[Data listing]
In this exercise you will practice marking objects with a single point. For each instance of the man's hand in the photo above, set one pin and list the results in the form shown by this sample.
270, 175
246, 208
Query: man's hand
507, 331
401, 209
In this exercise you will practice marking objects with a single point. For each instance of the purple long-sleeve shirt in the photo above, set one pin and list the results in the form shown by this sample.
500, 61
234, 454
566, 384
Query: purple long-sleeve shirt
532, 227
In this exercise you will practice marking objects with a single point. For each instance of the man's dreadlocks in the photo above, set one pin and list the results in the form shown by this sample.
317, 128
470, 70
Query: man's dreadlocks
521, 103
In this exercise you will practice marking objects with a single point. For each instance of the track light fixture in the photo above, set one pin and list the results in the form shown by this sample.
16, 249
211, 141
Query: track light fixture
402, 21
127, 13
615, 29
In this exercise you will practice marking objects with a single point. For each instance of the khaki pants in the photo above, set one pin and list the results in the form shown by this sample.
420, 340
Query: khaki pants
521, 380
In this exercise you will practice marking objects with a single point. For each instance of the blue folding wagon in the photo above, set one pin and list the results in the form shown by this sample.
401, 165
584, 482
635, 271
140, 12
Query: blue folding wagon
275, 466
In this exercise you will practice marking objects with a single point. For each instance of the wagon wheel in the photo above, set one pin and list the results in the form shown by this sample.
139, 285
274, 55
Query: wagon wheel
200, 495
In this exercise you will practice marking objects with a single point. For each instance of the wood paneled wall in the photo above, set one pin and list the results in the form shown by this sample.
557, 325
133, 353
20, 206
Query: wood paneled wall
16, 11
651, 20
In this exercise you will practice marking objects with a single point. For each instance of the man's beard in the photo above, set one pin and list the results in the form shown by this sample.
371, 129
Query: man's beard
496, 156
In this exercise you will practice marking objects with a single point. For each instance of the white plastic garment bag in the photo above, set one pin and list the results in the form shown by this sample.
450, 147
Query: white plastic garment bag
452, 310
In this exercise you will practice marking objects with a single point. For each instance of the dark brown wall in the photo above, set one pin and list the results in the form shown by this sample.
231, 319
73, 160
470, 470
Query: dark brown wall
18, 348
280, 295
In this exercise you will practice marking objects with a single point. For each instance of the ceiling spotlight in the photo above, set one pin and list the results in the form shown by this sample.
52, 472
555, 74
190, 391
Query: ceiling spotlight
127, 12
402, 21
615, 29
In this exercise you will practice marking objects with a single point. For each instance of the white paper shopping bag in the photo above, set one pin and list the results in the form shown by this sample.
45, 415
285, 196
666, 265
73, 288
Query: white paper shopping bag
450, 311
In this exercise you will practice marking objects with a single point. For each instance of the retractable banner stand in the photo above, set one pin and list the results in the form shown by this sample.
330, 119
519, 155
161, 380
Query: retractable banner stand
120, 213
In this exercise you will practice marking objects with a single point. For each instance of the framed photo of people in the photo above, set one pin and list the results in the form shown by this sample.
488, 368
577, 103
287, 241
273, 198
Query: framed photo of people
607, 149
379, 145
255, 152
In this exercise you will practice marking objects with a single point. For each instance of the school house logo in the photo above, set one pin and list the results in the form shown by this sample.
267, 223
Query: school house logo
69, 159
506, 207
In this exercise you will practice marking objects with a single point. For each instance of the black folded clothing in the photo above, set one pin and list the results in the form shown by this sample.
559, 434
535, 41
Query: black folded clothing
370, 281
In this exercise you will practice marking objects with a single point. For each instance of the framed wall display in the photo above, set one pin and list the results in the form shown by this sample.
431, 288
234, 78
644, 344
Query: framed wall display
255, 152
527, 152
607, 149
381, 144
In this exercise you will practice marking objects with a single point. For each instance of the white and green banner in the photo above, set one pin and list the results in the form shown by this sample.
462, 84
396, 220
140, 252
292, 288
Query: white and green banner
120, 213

§ What you have to do: All of the material must be reproduced exactly.

§ Reply:
In this exercise you will practice marking objects with a single point. For each instance of the man's hand in the photo above, set one pin and list the results in the form shown by this sample.
270, 175
246, 208
Query: man's hand
507, 331
401, 209
In this exercise you will practice marking objects with a single point. For each instance of the purple long-sleeve shirt in the photo above, set one pin and list the results in the form shown by this sample.
500, 61
234, 454
566, 384
Query: purple long-sleeve shirt
532, 227
In this exercise you will practice marking objects with a single point. For each instance of the man's dreadlocks in the photo above, set one pin and list the results in the form shown by this sample.
317, 128
470, 70
Query: man's dreadlocks
521, 103
In this exercise you will practice marking objects with a single point. For each instance of the track light fixture in the photo above, set one pin and list the results in the form shown by this sample.
16, 249
211, 141
Query: track light fixture
402, 21
127, 13
615, 29
In this exercise you will practice marking objects with a single point. For each instance of the khaki pants in the photo above, set one pin and list the results in the form shown by this sample.
420, 340
Query: khaki pants
521, 380
In this exercise you will practice marking objects with a single point. For each instance of the blue folding wagon in the photo above, set one pin and list the results in the form shown by this sample.
401, 165
584, 482
635, 271
140, 12
Query: blue folding wagon
275, 466
In this exercise you will practice marking objects with a single point. For each instance of the wagon wheel in the photo above, set one pin and list the results in the form shown by this sample.
139, 285
274, 55
Query: wagon wheel
200, 495
In this exercise you will practice marking objects with a single point. For each instance of the wood paneled wall in the photo above, set one pin and list the results in the form shown by this sample.
557, 325
133, 353
20, 206
Query: wood paneled wall
16, 11
651, 20
In this exercise you will practice marking objects with a single point. For each instance of the man's beard in the photo above, set one pin and list the results in the form shown by this sample.
371, 129
Query: man's beard
496, 156
In this exercise you will practice marking objects with a single point. For each instance of the white plastic garment bag in the photo above, set one pin and list the results in the form shown by this sample.
450, 147
Query: white plastic garment bag
452, 310
In this exercise you will practice marking objects with a single point. For each instance of the dark brown wall in the photo above, set one pin and list the results in the form shown by this sample.
231, 319
73, 160
470, 470
Query: dark brown wall
18, 348
280, 295
In this exercise you will practice marking objects with a single point. For each instance of the ceiling spotlight in the photo above, set one pin and list the results in the form shown by this sample.
52, 472
555, 74
190, 391
Query: ceiling spotlight
127, 12
402, 21
615, 29
In this exercise you will practice marking objects with a single point. For each instance of the white paper shopping bag in the photo above, set one pin and list the results in the form shown by this sample.
45, 415
285, 196
666, 265
73, 288
Query: white paper shopping bag
450, 311
In this exercise you will practice marking objects with a single point. For each instance of the retractable banner stand in the photo above, set one pin and list the results in the form shown by this sample.
330, 119
519, 155
161, 380
Query: retractable banner stand
120, 213
In this exercise you will practice marking objects with a single point. For each instance of the framed photo of people in the photo above, set one pin and list the results in the form shown by this sample.
488, 368
577, 103
287, 241
273, 198
Query: framed photo of people
607, 149
379, 145
255, 152
In this exercise you will practice marking objects with a single point. For each instance of the school house logo in the photo above, set one pin and list the results in the form shown by this sample.
267, 223
Query: school house logo
69, 159
506, 207
In this exercise you will practice marking objects with a single point. For each instance of the black folded clothing in the photo above, set one pin and list the results in the form shown by this sample.
559, 434
535, 41
Query: black folded clothing
370, 281
In this exercise you will practice marking objects with a single point. For each instance of the framed wall display in the photo above, set one pin and list the results in the form shown by this sample.
431, 288
234, 78
644, 344
Query: framed wall display
255, 152
527, 152
607, 149
381, 144
In this exercise you will practice marking objects with a single point. For each instance of the white and green banner in the photo above, set one pin and list the results in the form shown by this sample.
462, 84
396, 220
140, 252
292, 288
Query: white and green banner
120, 213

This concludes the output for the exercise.